__Extracted text__

▬▬▬▬▬▬▬▬▬▬

Saturday, May 3, 2014

The Joyous Cosmology: Adventures in the Chemistry of Consciousness

Alan W. Watts – 1962

When you get the message, hang up the phone.”  So wrote Alan Watts famously in this book to stress the importance of utilizing a tool and then setting it aside to reflect on what was gleaned rather than turning it into permanently affixed blinders.  Watts was keen on advocating the use of psychedelics to augment a sober and committed project of introspection based on his many years of study of Eastern mysticism that he attempted to adapt for the Western mind.  He was sometimes criticized as a popularizer, but I consider Watts in the same category as people like Carl Sagan or Margaret Mead; educators who recognized their gift for communication and reached out to a larger audience that might otherwise be put off by more arcane texts.  In the polemical prologue, Watts eloquently lays out the reasons why the mainstream demonization of psychedelics has been based on irrational and inaccurate assumptions.  The main body of the book describes his first-hand reactions to uses of mescaline, acid and psilocybin; always clearly stressing that psychedelic vision is “supernormal,” not hallucinatory.  To augment this, the book is complimented with many extreme-close-up photographs of natural things like leaves, rocks and microscopic cells.  I noticed that Watts' ultimate conclusion is quite similar to Norman O. Brown's; namely, that the missing element from modern, rational man's life, the thing that would make him whole, is a heightened sense of what can only be called 'play,' except in a form that rises above the frivolous to take on spiritual dimensions.  What I found striking about Watt’s writing is his zeal to connect Zen with LSD as a new kind of mysticism accessible to modern man.  As much as he wishes that such inter-psyche explorations would lead to greater understanding of a “cosmic consciousness,” inner peace, and artistic, scientific or philosophical achievement, he also laments that psychedelics may just as easily end up used exactly as alcohol, tobacco, caffeine and marijuana are; the loafer’s cheap sedative or stimulant and a lazy justification to ignore rather than solve worldly challenges.  Unfortunately, his fears rather than hopes seem to have come to pass; for where is the latter-day intellectual as respected and articulate as Watts to advocate psychedelics in our time?

▬▬▬▬▬▬▬▬▬▬

__Data extracts__
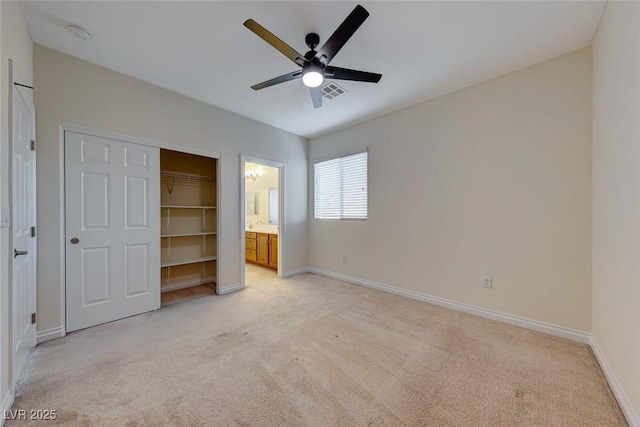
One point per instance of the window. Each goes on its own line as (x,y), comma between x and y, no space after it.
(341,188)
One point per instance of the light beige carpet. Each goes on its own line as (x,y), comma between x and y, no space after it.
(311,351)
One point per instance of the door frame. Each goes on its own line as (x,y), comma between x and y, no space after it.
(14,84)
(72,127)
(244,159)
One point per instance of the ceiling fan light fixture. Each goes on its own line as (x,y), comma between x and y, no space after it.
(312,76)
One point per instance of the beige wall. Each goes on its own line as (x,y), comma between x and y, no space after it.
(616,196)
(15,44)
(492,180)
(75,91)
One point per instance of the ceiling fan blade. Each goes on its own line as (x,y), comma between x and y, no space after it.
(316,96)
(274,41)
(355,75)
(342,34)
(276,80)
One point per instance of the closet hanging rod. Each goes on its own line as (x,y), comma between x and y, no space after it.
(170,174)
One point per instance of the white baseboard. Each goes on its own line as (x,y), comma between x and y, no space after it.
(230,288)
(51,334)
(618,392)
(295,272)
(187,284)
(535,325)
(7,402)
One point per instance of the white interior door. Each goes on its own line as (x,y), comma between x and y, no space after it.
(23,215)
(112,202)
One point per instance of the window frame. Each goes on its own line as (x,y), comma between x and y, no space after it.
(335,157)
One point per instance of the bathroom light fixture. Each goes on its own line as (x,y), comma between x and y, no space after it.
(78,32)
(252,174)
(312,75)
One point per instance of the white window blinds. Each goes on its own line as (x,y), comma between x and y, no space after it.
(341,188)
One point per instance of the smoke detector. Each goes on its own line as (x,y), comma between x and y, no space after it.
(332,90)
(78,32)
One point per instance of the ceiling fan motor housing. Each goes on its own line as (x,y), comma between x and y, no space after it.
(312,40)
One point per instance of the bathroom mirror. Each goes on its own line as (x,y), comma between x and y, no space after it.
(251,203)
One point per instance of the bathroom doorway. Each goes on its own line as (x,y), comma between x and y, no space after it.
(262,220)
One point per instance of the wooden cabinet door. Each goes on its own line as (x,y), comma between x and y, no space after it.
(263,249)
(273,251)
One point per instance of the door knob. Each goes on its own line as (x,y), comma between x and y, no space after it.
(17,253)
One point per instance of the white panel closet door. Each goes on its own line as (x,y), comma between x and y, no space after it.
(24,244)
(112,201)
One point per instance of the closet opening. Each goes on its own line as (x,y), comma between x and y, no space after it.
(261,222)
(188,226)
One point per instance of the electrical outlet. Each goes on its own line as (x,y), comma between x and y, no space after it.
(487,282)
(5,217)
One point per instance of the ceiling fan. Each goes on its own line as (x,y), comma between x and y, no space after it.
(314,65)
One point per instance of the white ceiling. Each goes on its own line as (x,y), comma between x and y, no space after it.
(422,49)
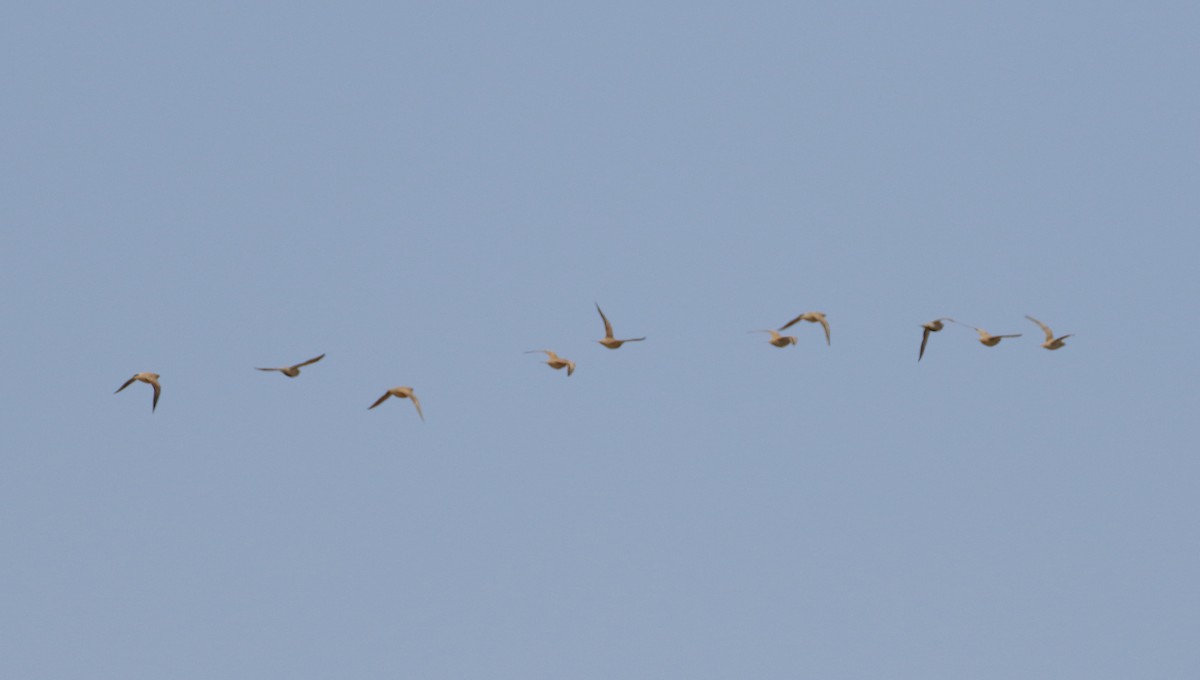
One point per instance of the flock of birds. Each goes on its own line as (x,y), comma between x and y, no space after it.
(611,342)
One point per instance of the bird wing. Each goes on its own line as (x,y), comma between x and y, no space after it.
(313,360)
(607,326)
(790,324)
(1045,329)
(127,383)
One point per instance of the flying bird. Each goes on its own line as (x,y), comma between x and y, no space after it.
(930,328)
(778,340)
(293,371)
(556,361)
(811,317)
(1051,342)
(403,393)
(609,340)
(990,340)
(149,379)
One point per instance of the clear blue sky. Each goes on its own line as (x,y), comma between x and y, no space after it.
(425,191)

▬▬▬▬▬▬▬▬▬▬

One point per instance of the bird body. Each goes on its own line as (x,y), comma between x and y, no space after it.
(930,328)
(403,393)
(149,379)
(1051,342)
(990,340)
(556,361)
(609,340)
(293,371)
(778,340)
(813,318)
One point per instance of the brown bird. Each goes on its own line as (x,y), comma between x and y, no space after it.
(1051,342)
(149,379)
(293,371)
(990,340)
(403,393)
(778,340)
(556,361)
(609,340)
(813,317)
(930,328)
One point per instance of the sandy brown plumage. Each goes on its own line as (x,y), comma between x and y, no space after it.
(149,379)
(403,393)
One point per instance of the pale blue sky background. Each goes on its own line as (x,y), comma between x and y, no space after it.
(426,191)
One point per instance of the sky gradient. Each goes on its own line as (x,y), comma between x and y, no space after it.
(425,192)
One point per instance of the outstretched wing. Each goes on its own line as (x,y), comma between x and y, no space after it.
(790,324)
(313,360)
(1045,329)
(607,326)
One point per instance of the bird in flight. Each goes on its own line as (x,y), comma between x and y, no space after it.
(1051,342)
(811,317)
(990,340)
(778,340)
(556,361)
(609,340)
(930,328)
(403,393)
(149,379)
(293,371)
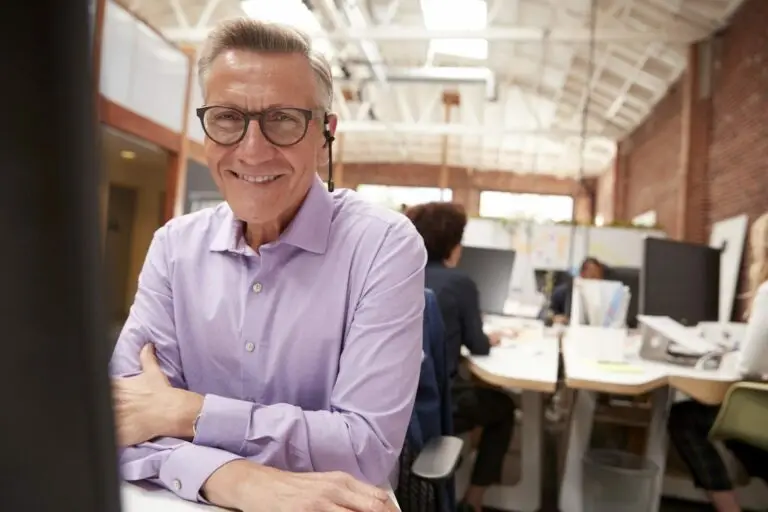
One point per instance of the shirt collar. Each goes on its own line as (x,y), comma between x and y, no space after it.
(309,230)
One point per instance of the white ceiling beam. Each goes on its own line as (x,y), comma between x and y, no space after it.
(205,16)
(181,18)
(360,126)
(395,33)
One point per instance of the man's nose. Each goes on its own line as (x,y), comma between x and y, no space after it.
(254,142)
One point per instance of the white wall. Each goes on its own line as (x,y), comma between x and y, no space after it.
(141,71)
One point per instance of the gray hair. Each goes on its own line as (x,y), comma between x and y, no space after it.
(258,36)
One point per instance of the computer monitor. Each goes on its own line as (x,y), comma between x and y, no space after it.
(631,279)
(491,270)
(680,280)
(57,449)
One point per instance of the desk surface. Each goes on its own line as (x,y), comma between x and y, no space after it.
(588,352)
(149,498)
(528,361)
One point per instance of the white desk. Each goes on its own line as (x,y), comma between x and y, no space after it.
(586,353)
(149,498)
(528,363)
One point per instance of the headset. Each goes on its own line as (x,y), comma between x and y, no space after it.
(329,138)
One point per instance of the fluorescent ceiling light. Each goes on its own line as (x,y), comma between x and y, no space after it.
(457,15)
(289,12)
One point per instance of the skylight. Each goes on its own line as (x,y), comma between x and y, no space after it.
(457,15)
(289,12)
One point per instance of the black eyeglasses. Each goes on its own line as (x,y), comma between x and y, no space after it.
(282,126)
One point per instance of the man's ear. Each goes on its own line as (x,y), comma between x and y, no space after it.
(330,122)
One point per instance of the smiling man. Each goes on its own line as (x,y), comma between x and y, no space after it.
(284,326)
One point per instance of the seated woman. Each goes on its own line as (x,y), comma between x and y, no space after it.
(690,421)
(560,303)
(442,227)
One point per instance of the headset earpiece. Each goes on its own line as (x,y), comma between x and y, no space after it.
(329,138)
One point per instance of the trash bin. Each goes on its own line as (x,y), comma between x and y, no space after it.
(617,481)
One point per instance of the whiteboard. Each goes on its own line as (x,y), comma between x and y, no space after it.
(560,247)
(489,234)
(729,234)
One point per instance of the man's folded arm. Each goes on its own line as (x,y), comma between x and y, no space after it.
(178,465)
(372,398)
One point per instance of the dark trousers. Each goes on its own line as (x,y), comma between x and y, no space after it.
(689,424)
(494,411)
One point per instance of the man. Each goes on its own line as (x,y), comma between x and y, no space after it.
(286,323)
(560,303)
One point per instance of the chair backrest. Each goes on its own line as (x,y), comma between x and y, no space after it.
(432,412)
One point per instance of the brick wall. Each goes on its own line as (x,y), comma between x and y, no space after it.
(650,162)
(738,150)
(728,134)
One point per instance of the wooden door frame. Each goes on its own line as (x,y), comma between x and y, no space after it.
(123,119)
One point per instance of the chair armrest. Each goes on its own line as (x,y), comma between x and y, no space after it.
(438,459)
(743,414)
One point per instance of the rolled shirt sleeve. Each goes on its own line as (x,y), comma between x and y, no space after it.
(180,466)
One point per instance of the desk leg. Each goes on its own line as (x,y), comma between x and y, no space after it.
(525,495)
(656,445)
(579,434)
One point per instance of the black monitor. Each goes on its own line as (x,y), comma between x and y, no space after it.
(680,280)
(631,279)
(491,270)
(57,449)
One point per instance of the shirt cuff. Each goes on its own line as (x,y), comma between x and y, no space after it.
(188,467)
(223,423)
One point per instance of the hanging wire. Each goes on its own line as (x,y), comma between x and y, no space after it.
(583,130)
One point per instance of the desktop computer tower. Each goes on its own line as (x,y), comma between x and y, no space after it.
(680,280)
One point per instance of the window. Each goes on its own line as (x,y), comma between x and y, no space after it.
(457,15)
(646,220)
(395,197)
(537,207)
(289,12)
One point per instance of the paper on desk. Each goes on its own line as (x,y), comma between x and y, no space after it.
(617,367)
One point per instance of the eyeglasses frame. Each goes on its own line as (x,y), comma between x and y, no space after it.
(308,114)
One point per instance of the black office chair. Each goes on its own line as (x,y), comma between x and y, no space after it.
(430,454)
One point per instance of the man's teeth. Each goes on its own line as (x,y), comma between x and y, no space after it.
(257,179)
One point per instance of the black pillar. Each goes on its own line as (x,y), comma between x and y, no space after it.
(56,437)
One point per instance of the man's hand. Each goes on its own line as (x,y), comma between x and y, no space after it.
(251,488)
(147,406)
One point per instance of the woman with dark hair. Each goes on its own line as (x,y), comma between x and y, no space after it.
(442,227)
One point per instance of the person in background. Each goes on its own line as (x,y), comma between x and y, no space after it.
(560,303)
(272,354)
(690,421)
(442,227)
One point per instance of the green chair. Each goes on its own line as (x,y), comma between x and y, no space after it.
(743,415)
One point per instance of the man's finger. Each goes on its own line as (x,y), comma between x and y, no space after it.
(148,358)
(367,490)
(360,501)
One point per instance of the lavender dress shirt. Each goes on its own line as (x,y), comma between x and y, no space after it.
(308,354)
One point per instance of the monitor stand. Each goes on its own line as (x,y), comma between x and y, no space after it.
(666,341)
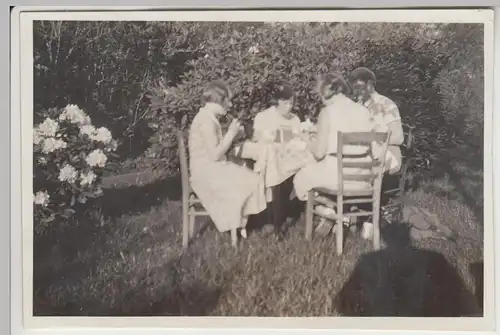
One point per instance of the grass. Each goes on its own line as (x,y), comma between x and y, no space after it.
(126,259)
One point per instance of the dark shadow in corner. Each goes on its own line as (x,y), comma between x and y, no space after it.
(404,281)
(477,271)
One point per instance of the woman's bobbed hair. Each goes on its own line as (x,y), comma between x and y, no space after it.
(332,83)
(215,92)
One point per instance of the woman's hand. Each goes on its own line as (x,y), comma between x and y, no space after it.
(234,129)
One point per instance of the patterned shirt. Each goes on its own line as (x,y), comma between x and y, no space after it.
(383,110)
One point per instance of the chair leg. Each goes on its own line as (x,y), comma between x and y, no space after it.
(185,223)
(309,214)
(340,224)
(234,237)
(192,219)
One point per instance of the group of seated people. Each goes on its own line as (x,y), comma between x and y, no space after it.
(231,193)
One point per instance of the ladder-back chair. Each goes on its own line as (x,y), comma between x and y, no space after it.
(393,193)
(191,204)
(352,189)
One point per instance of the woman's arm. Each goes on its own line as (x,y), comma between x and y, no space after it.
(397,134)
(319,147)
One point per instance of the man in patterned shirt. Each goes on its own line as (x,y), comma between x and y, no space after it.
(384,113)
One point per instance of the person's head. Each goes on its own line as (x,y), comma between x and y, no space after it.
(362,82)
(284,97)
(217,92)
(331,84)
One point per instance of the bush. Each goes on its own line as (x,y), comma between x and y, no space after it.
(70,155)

▬▬▬▬▬▬▬▬▬▬

Pick up the review of Alan Watts's The Joyous Cosmology after its last sentence and continue it.

__Result__
Excerpt:  “...We are beginning to evolve a new image of man, not as a spirit imprisoned in incompatible flesh, but as an organism inseparable from his social and natural environment.  This is certainly the view of man disclosed by these remarkable medicines which temporarily dissolve our defenses and permit us to see what separative consciousness normally ignores – the world as an interrelated whole.  This vision is assuredly far beyond any drug-induced hallucination or superstitious fantasy.  It wears a striking resemblance to the unfamiliar universe that physicists and biologists are trying to describe here and now.  For the clear direction of their thought is toward the revelation of a unified cosmology, no longer sundered by the ancient irreconcilables of mind and matter, substance and attribute, thing and event, agent and act, stuff and energy.  And if this should come to be a universe in which man is neither thought nor felt to be a lonely subject confronted by alien and threatening objects, we shall have a cosmology not only unified but also joyous.”